§ HOW TO COMPLETE THIS TASK: The output should contain the listing word for word and no pictures.
·····
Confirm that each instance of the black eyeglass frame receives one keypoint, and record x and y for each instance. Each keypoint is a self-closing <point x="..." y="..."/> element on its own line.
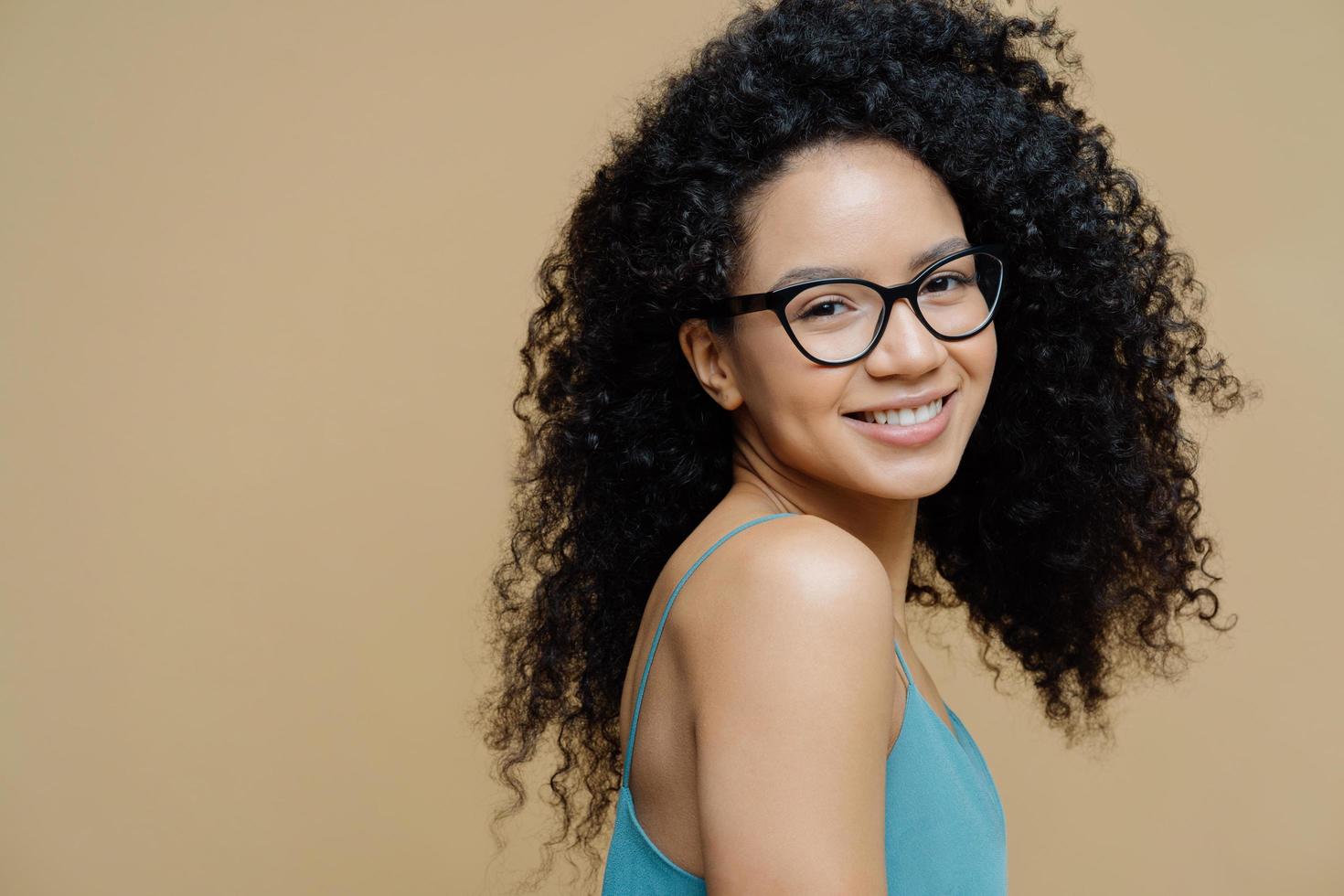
<point x="778" y="298"/>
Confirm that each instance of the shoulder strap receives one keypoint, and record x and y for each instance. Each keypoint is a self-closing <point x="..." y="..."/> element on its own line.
<point x="657" y="635"/>
<point x="910" y="678"/>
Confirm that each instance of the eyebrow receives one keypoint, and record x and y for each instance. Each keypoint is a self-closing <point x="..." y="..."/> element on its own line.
<point x="823" y="272"/>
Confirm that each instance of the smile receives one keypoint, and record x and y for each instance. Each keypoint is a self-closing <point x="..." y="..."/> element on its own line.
<point x="906" y="427"/>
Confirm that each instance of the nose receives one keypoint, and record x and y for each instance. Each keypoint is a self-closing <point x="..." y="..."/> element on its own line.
<point x="906" y="346"/>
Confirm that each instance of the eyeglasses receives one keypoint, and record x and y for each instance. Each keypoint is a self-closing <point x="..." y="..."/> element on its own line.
<point x="840" y="320"/>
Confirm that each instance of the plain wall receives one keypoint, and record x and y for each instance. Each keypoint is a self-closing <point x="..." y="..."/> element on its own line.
<point x="263" y="272"/>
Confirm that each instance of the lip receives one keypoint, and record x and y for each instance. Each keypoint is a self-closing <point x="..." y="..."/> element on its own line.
<point x="910" y="435"/>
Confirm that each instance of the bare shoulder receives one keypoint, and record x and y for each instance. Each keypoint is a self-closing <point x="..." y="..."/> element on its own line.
<point x="780" y="581"/>
<point x="792" y="693"/>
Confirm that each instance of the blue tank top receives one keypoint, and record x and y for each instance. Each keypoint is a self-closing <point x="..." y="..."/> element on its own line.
<point x="945" y="827"/>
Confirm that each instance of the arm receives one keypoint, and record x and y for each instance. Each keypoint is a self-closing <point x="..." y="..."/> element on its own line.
<point x="794" y="688"/>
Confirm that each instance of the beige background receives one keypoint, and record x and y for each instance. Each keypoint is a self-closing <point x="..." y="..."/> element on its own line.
<point x="263" y="272"/>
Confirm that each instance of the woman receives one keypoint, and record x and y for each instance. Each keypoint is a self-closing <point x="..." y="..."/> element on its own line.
<point x="860" y="312"/>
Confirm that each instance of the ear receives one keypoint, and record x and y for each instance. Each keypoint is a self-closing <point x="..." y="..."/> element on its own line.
<point x="711" y="361"/>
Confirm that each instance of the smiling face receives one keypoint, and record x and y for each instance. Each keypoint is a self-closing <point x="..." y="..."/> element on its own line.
<point x="871" y="209"/>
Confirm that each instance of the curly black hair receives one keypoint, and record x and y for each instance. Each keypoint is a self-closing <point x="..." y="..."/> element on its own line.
<point x="1069" y="529"/>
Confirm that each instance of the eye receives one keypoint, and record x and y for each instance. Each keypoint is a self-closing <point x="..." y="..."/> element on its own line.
<point x="951" y="280"/>
<point x="824" y="308"/>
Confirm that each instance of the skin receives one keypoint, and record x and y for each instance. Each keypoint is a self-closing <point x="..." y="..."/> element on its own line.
<point x="755" y="770"/>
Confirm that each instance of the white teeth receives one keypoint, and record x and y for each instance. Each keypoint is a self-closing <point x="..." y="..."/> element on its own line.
<point x="905" y="415"/>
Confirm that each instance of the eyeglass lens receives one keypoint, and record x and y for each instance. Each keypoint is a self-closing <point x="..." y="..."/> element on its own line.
<point x="837" y="321"/>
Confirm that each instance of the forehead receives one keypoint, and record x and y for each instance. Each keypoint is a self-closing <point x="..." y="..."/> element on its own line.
<point x="869" y="206"/>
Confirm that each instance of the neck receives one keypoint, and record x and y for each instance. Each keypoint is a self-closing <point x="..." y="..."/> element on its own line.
<point x="886" y="526"/>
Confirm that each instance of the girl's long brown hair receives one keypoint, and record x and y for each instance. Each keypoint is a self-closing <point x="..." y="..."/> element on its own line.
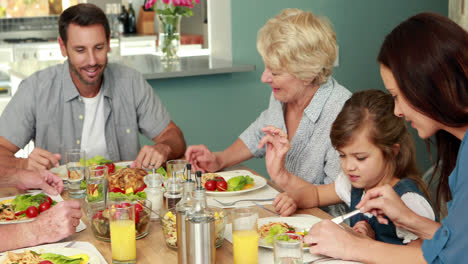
<point x="428" y="56"/>
<point x="373" y="110"/>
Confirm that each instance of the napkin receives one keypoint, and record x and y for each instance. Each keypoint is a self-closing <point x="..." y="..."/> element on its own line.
<point x="265" y="255"/>
<point x="58" y="198"/>
<point x="262" y="193"/>
<point x="78" y="244"/>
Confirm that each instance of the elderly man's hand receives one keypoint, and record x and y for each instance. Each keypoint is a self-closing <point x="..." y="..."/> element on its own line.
·····
§ ANSWER SPACE:
Confirm that each instance of the black eyeglass frame receives one keypoint, and record x and y for each instance. Each keypoint is a self-closing <point x="..." y="..."/> element on its own line.
<point x="778" y="298"/>
Confirm that each instance of the shoulder strap receives one keypoint, and record x and y for each instance. Each keypoint is a self-closing <point x="..." y="..."/> element on its own line.
<point x="657" y="635"/>
<point x="910" y="678"/>
Confirm that each instance of the eyebrow receives one keypoint, and record x and y for each instance. Each keypoint is a self-closing <point x="..." y="..."/> element on its own line.
<point x="823" y="272"/>
Confirm that each instance of the smile receives one keypoint, and record x and y for each instance. Each keypoint is a self-closing <point x="..." y="..."/> element on its own line.
<point x="906" y="427"/>
Confirm that each instance of the nose receives one keypoint, and record x and y for each instance. Each keypoint is a self-closing <point x="..." y="..."/> element on its own line.
<point x="906" y="346"/>
Confirm that each instance of the eyeglasses receives one keypoint, and record x and y for each instance. Each keypoint is a self-closing <point x="..." y="..."/> element on its own line.
<point x="840" y="320"/>
Confirm that each instance of the plain wall receives one keypoint, and record x and y for each instance. Each keypoint is a self-closing <point x="..." y="..."/> element on its own line.
<point x="263" y="272"/>
Confirm that each instance of the lip receives one keypoint, and record x and y for each instance. Each keypoint is a self-closing <point x="..." y="..."/> element on its own line.
<point x="910" y="435"/>
Confirm that each instance of the bare shoulder receives one keypoint, and record x and y for each instance. Each keypoint is a self-closing <point x="..." y="..."/> element on its own line.
<point x="780" y="581"/>
<point x="792" y="693"/>
Confirm that each instance of the blue tank top receives one keypoint, and record x and y for each instance. Each keypoint is a self-closing <point x="..." y="..."/> element on its own line.
<point x="945" y="827"/>
Confirm that each instance of the arm receives one keypoint, and record x and y for each instance. Each keypoint is a self-closing <point x="..." y="..."/> element on its own line.
<point x="794" y="688"/>
Confirm that each instance of the beige background receives one keypoint, and record x and y for each instance. Each keypoint is a self-closing <point x="..." y="..."/> element on its own line.
<point x="263" y="272"/>
Confirm that each instance of the woman receives one keypoint, and record x and y for each instance. Each keypoint is a self-closing <point x="..." y="..."/> element on its own line.
<point x="860" y="312"/>
Confirm that each instance of the ear receives one keypoint, and record x and y for each instance. Each keypoint is a self-closing <point x="..." y="..."/> element on its own line.
<point x="711" y="361"/>
Confirm that each instance of the smiling face receives one keypoint, and record x and y for each instance. Each keypoint is a self-closing <point x="..." y="..."/> element on its own line.
<point x="871" y="209"/>
Confirm that each instance of the curly black hair receives one keypoint, and record x and y for each instance. Each keypoint is a self-closing <point x="..." y="..."/> element on its own line.
<point x="1069" y="529"/>
Confirm that each instance of the eye receives one keypoint, and record x and y for each instance. Each keypoint is a self-closing <point x="..." y="..."/> element on its own line.
<point x="951" y="280"/>
<point x="824" y="308"/>
Confirm that each instance of the skin receives one keypoint, and record x and y for each instance. Each keypoint is a self-closing <point x="..." y="..."/> element on its own line.
<point x="755" y="770"/>
Confirm that each instance of the white teeth receives one keypoint, and record x and y for each instance. Each keypoint is a self-closing <point x="..." y="..."/> element on its own line.
<point x="905" y="415"/>
Confirm that each instance of the eyeglass lens receives one keypoint, and record x and y for each instance. Each keypoint is a self-closing <point x="..." y="..."/> element on its own line.
<point x="837" y="321"/>
Confirm that each instance of the forehead receives one keypoint, and record x and y for each instance. Each keypoint is a self-closing <point x="..." y="..."/> element on its own line.
<point x="869" y="206"/>
Confirm that each instance of the neck receives one keypoint, and record x and y for each instance. Each keypoint is a self-closing <point x="..." y="..."/> element on its own line.
<point x="886" y="526"/>
Confirm that each instance of the girl's long brown hair receives one keypoint, and record x and y for each instance. Each keypoint is a self-closing <point x="..." y="..."/> element on its own line.
<point x="428" y="56"/>
<point x="373" y="110"/>
Confirm that each instance of the napkin receives one keypoint, and record x and y for each instance. Each keypoint is a self-closing <point x="..." y="..."/> element on its own line.
<point x="265" y="255"/>
<point x="58" y="198"/>
<point x="262" y="193"/>
<point x="78" y="244"/>
Confirm that each instance of the elderly man's hand receives one keypoint, and record x and y for each instance. Each keypoint is a self-closing <point x="..." y="..."/> element on its own line.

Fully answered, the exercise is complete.